- _The task_:
Return every line from the data below that contains the string "white", copying each one in full.

- _Records for processing_:
start

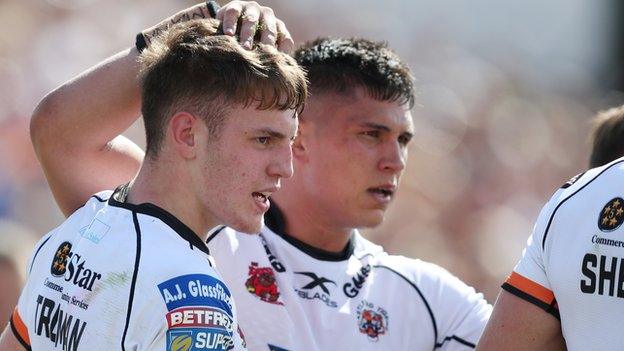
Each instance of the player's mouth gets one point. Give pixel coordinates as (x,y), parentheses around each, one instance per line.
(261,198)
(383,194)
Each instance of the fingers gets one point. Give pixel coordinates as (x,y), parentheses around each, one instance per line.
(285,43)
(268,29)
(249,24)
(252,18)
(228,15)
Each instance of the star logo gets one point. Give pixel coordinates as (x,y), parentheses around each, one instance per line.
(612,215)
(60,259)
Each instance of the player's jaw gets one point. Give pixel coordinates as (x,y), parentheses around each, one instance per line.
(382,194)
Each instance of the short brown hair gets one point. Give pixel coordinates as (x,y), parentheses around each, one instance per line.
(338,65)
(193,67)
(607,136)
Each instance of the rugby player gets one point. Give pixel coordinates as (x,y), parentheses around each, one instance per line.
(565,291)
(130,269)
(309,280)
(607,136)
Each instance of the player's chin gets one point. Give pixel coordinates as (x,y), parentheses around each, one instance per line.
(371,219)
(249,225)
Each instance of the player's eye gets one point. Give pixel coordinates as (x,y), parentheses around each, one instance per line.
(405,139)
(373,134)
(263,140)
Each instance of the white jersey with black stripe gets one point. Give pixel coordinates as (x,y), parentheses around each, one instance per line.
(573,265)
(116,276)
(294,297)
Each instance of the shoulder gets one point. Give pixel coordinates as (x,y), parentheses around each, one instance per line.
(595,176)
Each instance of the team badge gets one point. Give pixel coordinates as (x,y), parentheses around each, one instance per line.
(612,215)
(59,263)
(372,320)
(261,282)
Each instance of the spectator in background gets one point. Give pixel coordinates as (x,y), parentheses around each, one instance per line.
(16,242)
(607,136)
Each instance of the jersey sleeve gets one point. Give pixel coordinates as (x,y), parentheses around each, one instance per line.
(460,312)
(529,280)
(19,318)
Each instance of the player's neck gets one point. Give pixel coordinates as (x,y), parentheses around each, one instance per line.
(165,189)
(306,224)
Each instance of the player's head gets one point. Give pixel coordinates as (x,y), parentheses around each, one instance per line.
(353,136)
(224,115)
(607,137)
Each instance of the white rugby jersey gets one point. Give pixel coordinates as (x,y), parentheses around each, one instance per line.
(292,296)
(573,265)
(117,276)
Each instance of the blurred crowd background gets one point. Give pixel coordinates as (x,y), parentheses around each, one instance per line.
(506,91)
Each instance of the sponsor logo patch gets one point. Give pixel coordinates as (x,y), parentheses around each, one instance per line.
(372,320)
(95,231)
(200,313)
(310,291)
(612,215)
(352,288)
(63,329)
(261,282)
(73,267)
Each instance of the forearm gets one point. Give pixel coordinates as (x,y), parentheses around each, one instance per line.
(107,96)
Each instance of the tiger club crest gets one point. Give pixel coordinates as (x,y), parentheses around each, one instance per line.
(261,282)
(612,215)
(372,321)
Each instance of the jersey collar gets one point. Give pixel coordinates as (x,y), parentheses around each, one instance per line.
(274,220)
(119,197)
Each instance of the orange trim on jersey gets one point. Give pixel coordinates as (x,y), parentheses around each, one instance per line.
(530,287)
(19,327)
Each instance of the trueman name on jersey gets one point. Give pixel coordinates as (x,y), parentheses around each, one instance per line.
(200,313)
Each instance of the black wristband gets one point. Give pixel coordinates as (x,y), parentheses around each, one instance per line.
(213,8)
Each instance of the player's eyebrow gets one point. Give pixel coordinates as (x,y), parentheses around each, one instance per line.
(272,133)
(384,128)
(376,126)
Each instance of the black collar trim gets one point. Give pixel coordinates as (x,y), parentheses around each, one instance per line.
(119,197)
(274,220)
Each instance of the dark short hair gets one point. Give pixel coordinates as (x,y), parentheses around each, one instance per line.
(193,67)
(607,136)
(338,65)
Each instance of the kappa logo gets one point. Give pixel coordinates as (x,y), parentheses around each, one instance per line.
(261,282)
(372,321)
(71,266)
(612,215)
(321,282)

end
start

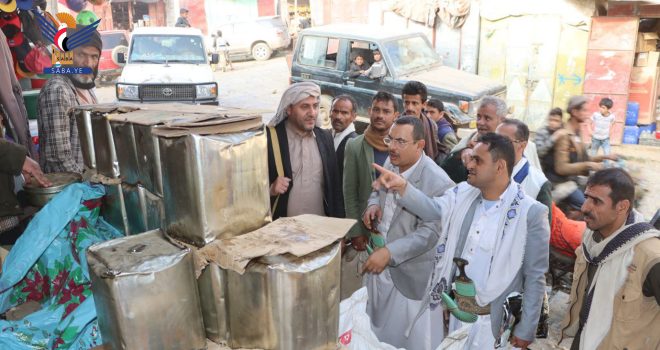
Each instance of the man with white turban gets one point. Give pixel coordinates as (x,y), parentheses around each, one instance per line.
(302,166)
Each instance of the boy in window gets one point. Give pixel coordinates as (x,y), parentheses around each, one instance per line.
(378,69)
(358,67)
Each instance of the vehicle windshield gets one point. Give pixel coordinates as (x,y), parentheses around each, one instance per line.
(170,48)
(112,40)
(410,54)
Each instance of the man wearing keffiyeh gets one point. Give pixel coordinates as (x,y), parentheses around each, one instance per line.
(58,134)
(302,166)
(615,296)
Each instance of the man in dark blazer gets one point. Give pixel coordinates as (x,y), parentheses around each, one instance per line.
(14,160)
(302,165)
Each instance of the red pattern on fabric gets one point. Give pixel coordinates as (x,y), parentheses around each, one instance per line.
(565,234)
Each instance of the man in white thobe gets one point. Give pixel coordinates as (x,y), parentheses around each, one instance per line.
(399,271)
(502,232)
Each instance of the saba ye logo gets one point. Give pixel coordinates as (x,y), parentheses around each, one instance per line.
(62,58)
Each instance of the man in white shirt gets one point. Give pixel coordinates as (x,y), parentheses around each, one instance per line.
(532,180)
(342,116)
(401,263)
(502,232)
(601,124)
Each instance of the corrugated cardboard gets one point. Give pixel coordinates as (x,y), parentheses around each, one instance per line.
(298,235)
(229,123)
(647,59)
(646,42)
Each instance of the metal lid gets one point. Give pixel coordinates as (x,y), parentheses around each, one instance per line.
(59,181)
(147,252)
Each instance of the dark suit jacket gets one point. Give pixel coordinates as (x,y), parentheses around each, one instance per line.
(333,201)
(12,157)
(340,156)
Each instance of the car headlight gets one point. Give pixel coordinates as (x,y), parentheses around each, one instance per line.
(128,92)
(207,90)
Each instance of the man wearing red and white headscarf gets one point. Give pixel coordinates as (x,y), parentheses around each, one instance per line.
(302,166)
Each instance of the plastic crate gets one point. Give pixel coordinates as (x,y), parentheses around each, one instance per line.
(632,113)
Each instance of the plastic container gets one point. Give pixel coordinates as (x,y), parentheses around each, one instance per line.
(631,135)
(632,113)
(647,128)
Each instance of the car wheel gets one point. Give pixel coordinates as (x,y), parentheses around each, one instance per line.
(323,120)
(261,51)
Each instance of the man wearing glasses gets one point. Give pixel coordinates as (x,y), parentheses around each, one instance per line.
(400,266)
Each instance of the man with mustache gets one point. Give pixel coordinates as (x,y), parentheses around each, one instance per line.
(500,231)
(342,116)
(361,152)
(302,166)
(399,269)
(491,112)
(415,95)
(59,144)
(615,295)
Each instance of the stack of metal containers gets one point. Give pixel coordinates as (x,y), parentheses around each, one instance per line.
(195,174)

end

- _Answer_:
Each instance of the white jersey with black stripe gets one point. Give pixel coordinates as (x,y), parentheses around each, one instance per line.
Each instance of the white rugby jersey gets one point. Give pixel coordinates as (x,y), parentheses around each, one instance per line.
Each instance of the man with white turban gets one point. Give pixel coordinates as (x,y), parentheses around each, one instance per line.
Each instance of the man in white thobe gets one point. Give pixel coordinates as (x,y), parentheses around each, one instance per line.
Each instance of the man in white shirt gets one point. Give pixel coordinates as (x,y), parentheses around each, one instance per line.
Each instance of the man wearing red and white headscarf gets one point. Give pixel coordinates as (x,y), parentheses around each, one instance per line.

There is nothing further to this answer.